BEGIN Source data

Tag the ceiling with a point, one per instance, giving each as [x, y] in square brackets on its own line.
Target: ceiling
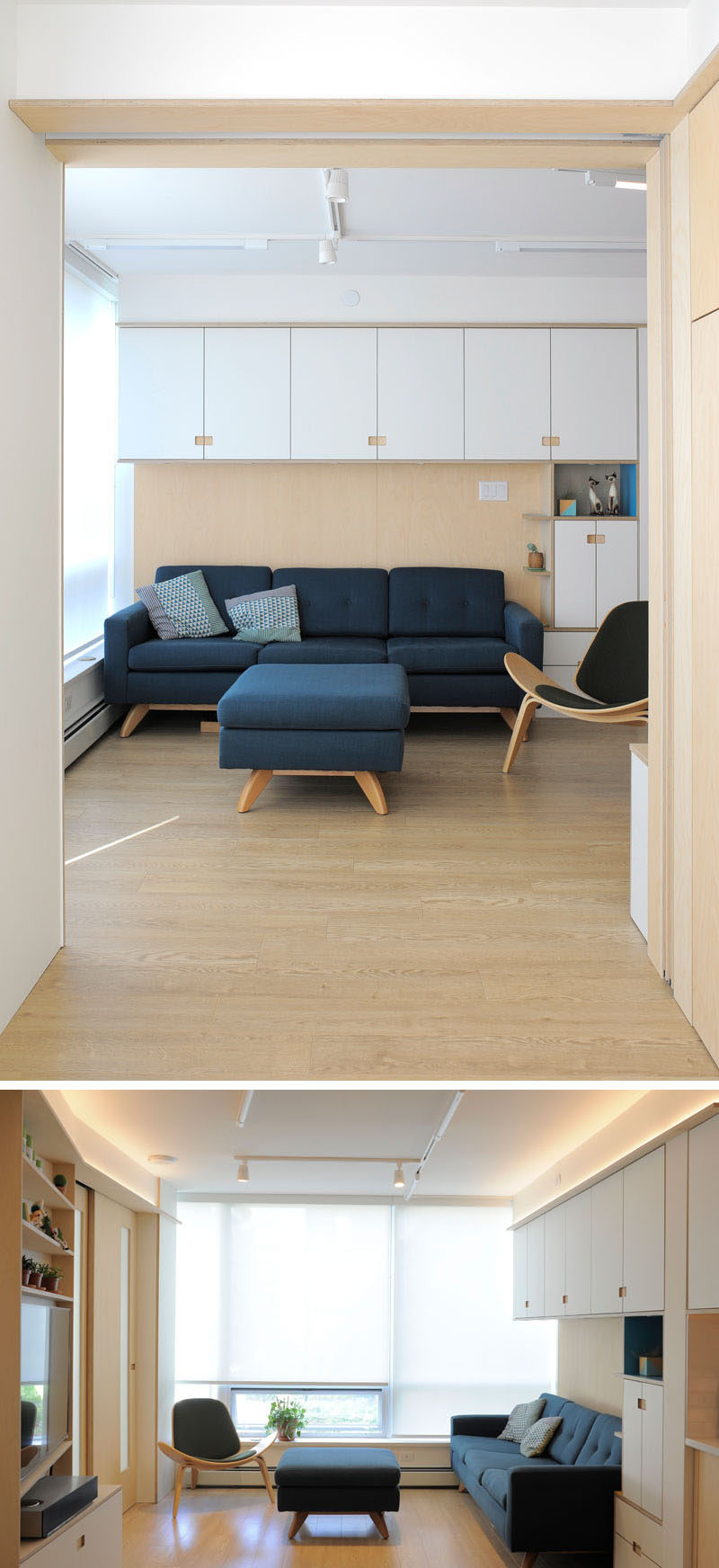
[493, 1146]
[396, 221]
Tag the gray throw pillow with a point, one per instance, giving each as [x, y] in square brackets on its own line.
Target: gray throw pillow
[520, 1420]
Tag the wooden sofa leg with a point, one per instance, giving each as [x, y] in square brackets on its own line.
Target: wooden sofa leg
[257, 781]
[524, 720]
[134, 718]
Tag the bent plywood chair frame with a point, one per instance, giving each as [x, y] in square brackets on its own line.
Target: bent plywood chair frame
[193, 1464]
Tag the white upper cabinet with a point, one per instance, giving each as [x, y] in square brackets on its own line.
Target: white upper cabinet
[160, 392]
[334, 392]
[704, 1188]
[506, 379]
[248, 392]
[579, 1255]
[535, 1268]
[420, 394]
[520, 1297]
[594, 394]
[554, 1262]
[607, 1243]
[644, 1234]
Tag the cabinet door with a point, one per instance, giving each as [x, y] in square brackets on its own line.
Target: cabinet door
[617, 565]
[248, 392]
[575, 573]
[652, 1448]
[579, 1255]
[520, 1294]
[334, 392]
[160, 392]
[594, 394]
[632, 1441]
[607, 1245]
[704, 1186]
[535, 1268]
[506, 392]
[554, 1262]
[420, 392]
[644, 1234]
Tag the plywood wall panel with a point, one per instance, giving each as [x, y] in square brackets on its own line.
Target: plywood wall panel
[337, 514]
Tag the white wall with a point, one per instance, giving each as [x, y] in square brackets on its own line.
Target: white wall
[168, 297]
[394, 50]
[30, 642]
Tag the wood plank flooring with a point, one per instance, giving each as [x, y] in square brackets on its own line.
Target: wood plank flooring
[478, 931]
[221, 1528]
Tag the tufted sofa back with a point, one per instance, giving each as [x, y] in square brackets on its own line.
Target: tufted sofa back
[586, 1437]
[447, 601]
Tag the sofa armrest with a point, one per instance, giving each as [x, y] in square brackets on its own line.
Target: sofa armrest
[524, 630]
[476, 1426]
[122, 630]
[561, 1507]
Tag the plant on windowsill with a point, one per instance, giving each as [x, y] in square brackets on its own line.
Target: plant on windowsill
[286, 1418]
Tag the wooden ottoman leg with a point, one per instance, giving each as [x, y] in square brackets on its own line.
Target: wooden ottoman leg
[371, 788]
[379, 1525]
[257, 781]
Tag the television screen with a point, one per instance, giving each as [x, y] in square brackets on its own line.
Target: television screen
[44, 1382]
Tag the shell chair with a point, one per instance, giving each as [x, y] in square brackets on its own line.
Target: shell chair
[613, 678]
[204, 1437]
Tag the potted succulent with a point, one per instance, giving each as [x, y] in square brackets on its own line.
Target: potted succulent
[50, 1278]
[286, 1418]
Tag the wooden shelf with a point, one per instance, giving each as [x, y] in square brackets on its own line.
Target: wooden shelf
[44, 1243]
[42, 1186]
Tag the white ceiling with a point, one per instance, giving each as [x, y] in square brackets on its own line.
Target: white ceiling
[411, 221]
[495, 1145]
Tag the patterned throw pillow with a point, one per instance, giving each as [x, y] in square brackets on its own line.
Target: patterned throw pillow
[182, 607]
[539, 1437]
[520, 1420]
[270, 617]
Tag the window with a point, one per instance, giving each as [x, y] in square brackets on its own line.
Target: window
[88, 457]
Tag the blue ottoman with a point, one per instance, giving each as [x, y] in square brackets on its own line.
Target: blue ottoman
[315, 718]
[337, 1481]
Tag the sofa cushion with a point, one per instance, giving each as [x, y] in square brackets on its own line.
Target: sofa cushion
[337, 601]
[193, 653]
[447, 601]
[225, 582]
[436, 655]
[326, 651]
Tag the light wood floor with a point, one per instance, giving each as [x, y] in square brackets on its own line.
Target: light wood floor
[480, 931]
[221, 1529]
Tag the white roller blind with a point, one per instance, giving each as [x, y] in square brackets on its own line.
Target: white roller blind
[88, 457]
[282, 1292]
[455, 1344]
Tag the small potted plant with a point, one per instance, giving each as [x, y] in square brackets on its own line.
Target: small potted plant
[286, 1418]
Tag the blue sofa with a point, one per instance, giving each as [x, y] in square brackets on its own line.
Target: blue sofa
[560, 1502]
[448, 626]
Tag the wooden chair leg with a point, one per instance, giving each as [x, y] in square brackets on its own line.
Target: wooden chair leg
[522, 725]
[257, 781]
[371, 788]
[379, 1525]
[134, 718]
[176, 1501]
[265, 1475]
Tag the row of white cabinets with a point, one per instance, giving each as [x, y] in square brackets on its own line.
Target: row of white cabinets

END Source data

### [Work request]
Leave the images aside and transcribe all entries exactly.

### [Finished task]
Tag the ceiling with a point, one per instance, giving each as [x, y] in square brackets on its own line.
Target: ceiling
[493, 1146]
[396, 221]
Tag the gray throw pillow with a point, one per instance, giving each as [x, y] in square brackets on its own line.
Target: gray throw pillow
[520, 1420]
Tag the wooden sofa leg with a point, one per instance, giving each as [x, y] in square brackets on its own line.
Target: wooden sofa leg
[257, 781]
[524, 720]
[134, 718]
Tag the bent plywood chair frame with a point, one per instance, giving each as [x, y] in square brackets on its own line.
Target: bent plywood chair frame
[193, 1464]
Tag the white upper cabinet with a point, one per instance, giving each as [x, y] in square brackets on its own line.
Target: white upper cabinet
[160, 392]
[334, 392]
[704, 1188]
[506, 379]
[248, 392]
[579, 1255]
[535, 1268]
[420, 394]
[520, 1297]
[594, 394]
[554, 1262]
[607, 1243]
[644, 1234]
Tag the cabinet door with a point, one per instance, giving each as [x, y] in square brackets on its own line.
Target: cabinet door
[617, 565]
[248, 392]
[575, 573]
[652, 1448]
[579, 1255]
[520, 1294]
[334, 392]
[160, 392]
[594, 394]
[632, 1441]
[607, 1245]
[704, 1186]
[535, 1268]
[506, 392]
[554, 1262]
[420, 392]
[644, 1234]
Tag the plywood wall panel with a point, one per instance, giving each as [x, y] in square brackets on its own line.
Target: plywood wall panel
[337, 514]
Tag the white wall with a point, one per instance, giving each as [x, y] in square brackets on its own line.
Target: white wall
[168, 297]
[394, 50]
[30, 642]
Tag the wood plank flooring with a point, one per instance, giving each as [x, y] in square brackets on its own line.
Target: wood plank flooring
[478, 931]
[221, 1528]
Tag the tufted sofa back with a point, one per instance, giving each as [x, y] in square brackets on its own line.
Target: tufted sofa back
[586, 1437]
[447, 601]
Tag the sofa armrest with a point, one per instance, giving each as [x, y] in square brackets on its own line.
Target: sofa armrest
[524, 630]
[476, 1426]
[122, 630]
[561, 1507]
Tag the plant on windowsill with a point, one per instance, giving each as [x, y] in square brackets on its own line.
Target: plant on windowsill
[286, 1418]
Tag the wooden ottoman leg with a point, one per instance, giving each as [x, y] in square brackets on its own line.
Target: wooden ottoman leg
[371, 788]
[379, 1525]
[257, 781]
Tag the television screen with a point, one per instance, giving each as [x, y] in square brackets on its own line.
Target: television screen
[44, 1382]
Tag the shell chair with a point, one per instance, giving each as [x, y] in square brackets on its own line.
Target: shell chair
[613, 678]
[204, 1437]
Tag the potted succulent with a point, one per instance, giving each as [x, y] in square brackets on its own line.
Target: potted succulent
[50, 1278]
[286, 1418]
Tag the wooden shelf with a point, one per instance, giving each as [x, y] in square brackets on its own line.
Target: wooden shelf
[44, 1243]
[42, 1186]
Tag the white ceiling with a point, one per instance, giving each as [x, y] in square brackets on its own line.
Target: white ceiling
[411, 221]
[495, 1145]
Tag the patterned throw pillow with a point, one per instance, giving each as [x, y] in square brackets on its own line.
Target: patterned throw pillow
[182, 607]
[539, 1437]
[520, 1420]
[270, 617]
Tag the window with a point, one per instance, giving each as [x, y] in square brackets on its own line.
Target: window
[88, 457]
Tag the blue ottoman with a point, one per instance, giving each as [x, y] in square brackets on its own line.
Target: blue ottoman
[315, 718]
[337, 1481]
Tag the sofa cushion with a point, one per instance, giving each as [x, y] in square brackets on its own line.
Target: sofa cushion
[337, 601]
[193, 653]
[447, 601]
[225, 582]
[436, 655]
[326, 651]
Tag the light wood floor with a point, one per instance, giving each as [x, y] in square brackets on its own line.
Target: light wood floor
[480, 931]
[221, 1529]
Tag the white roller blind with a point, one per instance, giving each as [x, y] in square brackets on its own line.
Target: white roller blind
[88, 457]
[282, 1292]
[455, 1344]
Tag the small potted plant with a point, one per instance, giving each as [x, y] in square brackets on its own line.
Target: small potted plant
[286, 1418]
Tag the blue sofa with a point, one per instance, giving each as [x, y] in square brackets on its own line.
Target: blue sofa
[560, 1502]
[448, 626]
Tag the wooden chair leg with a point, one per instance, giving each as [x, y] in square brackets on its own line.
Target: wooden chair leg
[522, 725]
[257, 781]
[371, 788]
[379, 1525]
[134, 718]
[176, 1501]
[265, 1475]
Tag the row of white cabinets with a point, one per instance, giving each as [x, y] in square brackets on its own line.
Target: row of white cabinets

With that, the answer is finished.